#### 取り組む課題:
1) 中世末期についての文章によると、コンスタンツ公会議で教会の再統一が行われたのは何年ですか。
2) 中世末期についての文章を、最後の文の後から書き進めてください。

#### 本文の抜粋:
※ ※ ※
この時期、こうした人々の不安にこたえるべき教会もまた長く深刻な危機に陥っていた。「教会大分裂(大シスマ)」(1378年~1417年 ローマとアヴィニョンにそれぞれローマ教皇が立ち、カトリック教会が分裂)である。「教皇のバビロン捕囚」(1309年、ローマ教皇がフランス王の手でアヴィニヨンに移され、1377年までの68年間、教皇がローマを離れたこと)後,教皇はローマに戻りウルバヌス6世が選出されたが,1378年アヴィニョンにも教皇(クレメンス7世)が立てられ,ドイツ・イギリスなどはローマの教皇を,フランス・スコットランド・ポルトガルなどはアヴィニョンの教皇をそれぞれ支持。ピサ公会議(1409)以後には3人の教皇が対立,コンスタンツ公会議(1417)でようやく再統一が行われたが、この混乱の時期を経て、教皇庁の権威は失墜した。それを物語るように、イギリスではジョン・ウィクリフ、ボヘミアではヤン・フスといった異端が相次いで現れる。一方、公会議に出席した司教たちも、教皇の政治的野心や中央集権主義を激しく批判し、公会議の決定は教皇権に優越すると主張するようになる。
中世の末期(14~15世紀)、それは一口で言えば「不安の時代」だった。
「15世紀という時代におけるほど、人々の心に死の思想が重くのしかかり、強烈な印象を与え続けた時代はなかった。『死を想え(メメント・モリ)』の叫びが、生のあらゆる局面に、とぎれることなくひびきわたっていた」(ホイジンガ『中世の秋』)
※ ※ ※
#### 提供された情報:
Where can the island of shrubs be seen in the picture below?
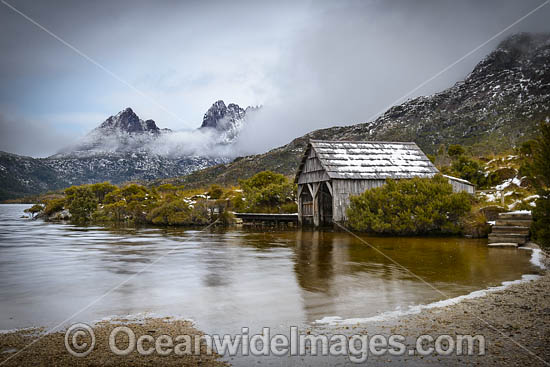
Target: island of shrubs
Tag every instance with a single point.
(168, 204)
(404, 207)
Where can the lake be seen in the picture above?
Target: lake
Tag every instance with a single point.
(225, 279)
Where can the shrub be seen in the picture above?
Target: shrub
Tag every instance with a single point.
(469, 169)
(540, 169)
(54, 206)
(215, 192)
(267, 192)
(456, 150)
(409, 207)
(173, 212)
(81, 202)
(475, 224)
(35, 209)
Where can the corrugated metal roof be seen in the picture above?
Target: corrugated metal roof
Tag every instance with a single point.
(372, 160)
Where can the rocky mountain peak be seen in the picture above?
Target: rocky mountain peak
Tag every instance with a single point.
(127, 121)
(219, 115)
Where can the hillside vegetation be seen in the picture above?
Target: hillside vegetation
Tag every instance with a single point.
(497, 107)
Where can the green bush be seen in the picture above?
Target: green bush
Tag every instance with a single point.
(81, 202)
(35, 209)
(267, 192)
(54, 206)
(410, 207)
(540, 170)
(171, 213)
(456, 150)
(469, 169)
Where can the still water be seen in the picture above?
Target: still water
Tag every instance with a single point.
(227, 279)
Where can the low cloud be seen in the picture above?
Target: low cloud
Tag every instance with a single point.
(30, 137)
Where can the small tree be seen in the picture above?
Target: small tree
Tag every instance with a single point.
(410, 207)
(540, 169)
(456, 150)
(81, 202)
(35, 209)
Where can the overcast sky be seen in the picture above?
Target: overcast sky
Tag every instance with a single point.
(312, 64)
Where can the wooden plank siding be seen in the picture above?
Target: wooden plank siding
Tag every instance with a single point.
(332, 171)
(343, 189)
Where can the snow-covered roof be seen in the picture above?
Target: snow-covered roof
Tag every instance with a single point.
(370, 159)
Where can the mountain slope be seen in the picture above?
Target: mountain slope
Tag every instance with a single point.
(498, 105)
(122, 148)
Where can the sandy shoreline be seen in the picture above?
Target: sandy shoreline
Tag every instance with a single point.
(514, 321)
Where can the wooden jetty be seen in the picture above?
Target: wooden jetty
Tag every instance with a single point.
(267, 219)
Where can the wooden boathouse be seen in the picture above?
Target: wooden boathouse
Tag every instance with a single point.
(331, 171)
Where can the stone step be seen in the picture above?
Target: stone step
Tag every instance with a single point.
(510, 229)
(508, 238)
(513, 222)
(514, 216)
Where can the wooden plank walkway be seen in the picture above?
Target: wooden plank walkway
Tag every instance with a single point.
(268, 218)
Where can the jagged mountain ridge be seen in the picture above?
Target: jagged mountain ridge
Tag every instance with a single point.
(497, 106)
(122, 148)
(126, 133)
※ ※ ※
#### 課題の解答:
1) 1417年です。

2)
生者と死者が交互に踊りながら行列している「死の舞踏(ダンス・マカブル)」。当時、このテーマの版画、彫刻、絵画がさかんに描かれた。死が身近にあった、いや人々がいかに死に脅えていたかがよくわかる。中世末期は、このように死が正面に出てきた時代だった。中世の半ばごろから、個人という自覚がより強く出てくるにしたがって、死が「自分の死」として強く意識されるようになり、人々は臨終に際して天国に行けるようにと司祭から祈りの油を塗ってもらう「終油」の儀式を決定的に大事な時として考えるようになった。
「病人の枕元に親せきや友人が集まる・・・が彼らは居ないも同然なのだ。死にゆく者は彼らを見るのをやめ、周囲の者には想像もつかぬ光景にすっかり心を奪われる。天国と地獄が部屋の中に降りてくるのだ。片やキリストと聖母と聖者全員が、片や悪魔が、時として善行と悪行とが記載された会計簿を持って降りてくるのである。」(フィリップ・アリエス『死と歴史』)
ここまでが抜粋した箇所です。